Exercise goal ▸
Rewrite each of the rows below, swapping "photo" for "image" wherever it occurs and leaving everything else untouched. Leave the pictures out of your version.

Records shown ▸
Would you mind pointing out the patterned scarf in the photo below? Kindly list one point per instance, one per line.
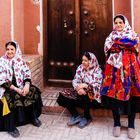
(16, 64)
(115, 59)
(93, 76)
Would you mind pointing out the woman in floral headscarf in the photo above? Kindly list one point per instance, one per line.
(20, 101)
(121, 84)
(86, 93)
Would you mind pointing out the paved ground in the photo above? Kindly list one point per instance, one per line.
(55, 128)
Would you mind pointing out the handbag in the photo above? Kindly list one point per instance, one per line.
(69, 93)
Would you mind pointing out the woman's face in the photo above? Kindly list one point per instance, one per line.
(119, 24)
(10, 51)
(85, 62)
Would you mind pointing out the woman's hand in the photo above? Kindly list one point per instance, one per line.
(81, 92)
(25, 89)
(81, 86)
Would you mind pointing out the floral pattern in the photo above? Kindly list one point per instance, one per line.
(93, 76)
(16, 64)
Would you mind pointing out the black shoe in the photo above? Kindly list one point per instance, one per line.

Exercise result ▸
Would you mind pointing out the patterned scarf in the image below? Kindly list one point per instance, one per line.
(16, 64)
(115, 59)
(93, 76)
Would you mind pointing out the woman in floral headscarf in the image above? Kindly list one point per instance, one per line.
(20, 101)
(121, 84)
(86, 93)
Would you mind pointing out the paved ground in the image above? Kindly list one point per instance, one per line.
(55, 128)
Would you mind pointing out the handbag in the image above? Kindly list one point per instance, one per line.
(69, 93)
Would you mind pointing out the woman's face in the image above? Kindly list one point per instance, one per line.
(119, 24)
(10, 51)
(85, 62)
Would you mind pointing out the woman's hand in the image above? Kindly list one point per instance, one per line.
(81, 92)
(25, 89)
(81, 86)
Would you mind pointing out the floral pattern in the image above? Kindly list one point per instance, one per line.
(93, 76)
(16, 64)
Would you mind pointing out the black shoe in the image above? Kindly list one point per instance, one per line.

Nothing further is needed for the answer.